> [Work to complete]
Word for word, transcribe the lines below and drop the pictures.

> [Data supplied]

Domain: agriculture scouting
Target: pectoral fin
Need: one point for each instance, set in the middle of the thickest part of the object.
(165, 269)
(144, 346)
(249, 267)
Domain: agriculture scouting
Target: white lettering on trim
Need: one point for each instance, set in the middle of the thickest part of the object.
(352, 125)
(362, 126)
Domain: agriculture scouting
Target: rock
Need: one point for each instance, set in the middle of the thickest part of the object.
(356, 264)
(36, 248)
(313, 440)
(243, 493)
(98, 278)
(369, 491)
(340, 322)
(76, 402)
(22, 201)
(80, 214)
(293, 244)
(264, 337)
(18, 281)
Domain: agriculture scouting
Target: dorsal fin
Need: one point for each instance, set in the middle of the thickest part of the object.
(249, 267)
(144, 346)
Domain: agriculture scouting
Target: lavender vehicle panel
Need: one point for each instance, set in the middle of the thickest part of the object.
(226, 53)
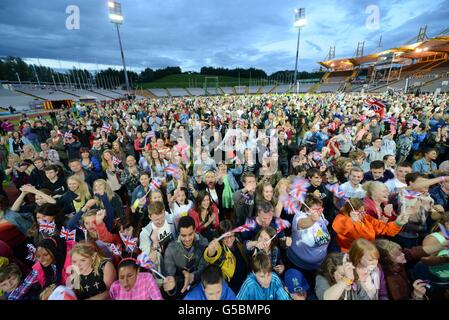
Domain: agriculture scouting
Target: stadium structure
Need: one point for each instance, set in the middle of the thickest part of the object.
(421, 65)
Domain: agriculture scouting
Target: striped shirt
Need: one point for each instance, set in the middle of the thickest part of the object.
(145, 288)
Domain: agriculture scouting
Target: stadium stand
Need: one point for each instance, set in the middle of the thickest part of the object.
(178, 92)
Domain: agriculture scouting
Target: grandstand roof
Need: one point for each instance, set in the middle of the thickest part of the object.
(427, 48)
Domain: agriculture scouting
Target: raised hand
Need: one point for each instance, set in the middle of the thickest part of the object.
(100, 216)
(188, 279)
(169, 284)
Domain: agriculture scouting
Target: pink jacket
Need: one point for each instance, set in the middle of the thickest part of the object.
(68, 261)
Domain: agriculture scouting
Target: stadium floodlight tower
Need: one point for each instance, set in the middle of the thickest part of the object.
(300, 21)
(116, 17)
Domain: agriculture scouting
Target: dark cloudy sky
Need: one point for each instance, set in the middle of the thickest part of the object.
(195, 33)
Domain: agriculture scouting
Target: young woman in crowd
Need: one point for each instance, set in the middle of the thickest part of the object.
(76, 197)
(266, 242)
(205, 213)
(132, 284)
(353, 223)
(92, 274)
(336, 280)
(51, 267)
(364, 256)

> [Complete output]
Domain: agriculture scouting
Target: pectoral fin
Need: one point for each instance, set in the middle of the thickest part of the object.
(165, 269)
(144, 346)
(249, 267)
Domain: agriculture scouting
Target: white lettering on trim
Need: one point for each instance, set in the middle of the thickest part of the object.
(352, 125)
(362, 126)
Domain: agriculture scouting
Target: rock
Need: one point for each instance, set in the middle of the thickest part of the object.
(356, 264)
(36, 248)
(313, 440)
(243, 493)
(98, 278)
(369, 491)
(340, 322)
(76, 402)
(22, 201)
(80, 214)
(293, 244)
(264, 337)
(18, 281)
Domain: agriculture scouting
Target: dorsal fin
Need: one point for each instance, set in the middle of the thickest part of the object.
(249, 267)
(144, 346)
Domain: agriculture scouting
Target: lavender vehicle panel
Need: one point for each instance, set in the middle of the thickest part of the object.
(226, 53)
Domain: agriculture scouting
Target: stadium structure
Need: one point for each instance, set in the middle of the thickest part of the object.
(421, 65)
Domain: agriculture scouting
Target: striped shirt
Need: one point for each instance, set in the middle of the thickest part of the object.
(145, 288)
Domain: agriculture scouting
Target: stadium stand
Need: one point for each instance, set in the middle of the thickest part of the object.
(178, 92)
Domain: agriculture scouting
Target: grandstand roof
Need: one point for each instance, set in the middle of the thickest part of the object.
(427, 48)
Domain: agriculture scouting
Target: raised hand
Need: one point for each instance, set in the middle of the thickest part of the object.
(100, 216)
(188, 279)
(169, 284)
Domain: agriculture scouting
Target: pink jacket
Need: one point for each instance, set in the middle of the thickest part of the object.
(68, 261)
Domain: agriculture scouting
Target: stadium floodlight tower
Need: one point for each instance, set in the middle of the thickest part of the object.
(300, 21)
(116, 17)
Domain: agriculture scouting
Target: dark cloudy sky
Need: one point for each instance, set in the middle of the thickest part of the object.
(195, 33)
Domain: agriculture scouting
Target: young woman in crowd
Need: one point for each instance, set in the middle of the thickest part of the object.
(76, 197)
(266, 242)
(205, 213)
(132, 284)
(353, 223)
(92, 274)
(336, 280)
(51, 267)
(364, 256)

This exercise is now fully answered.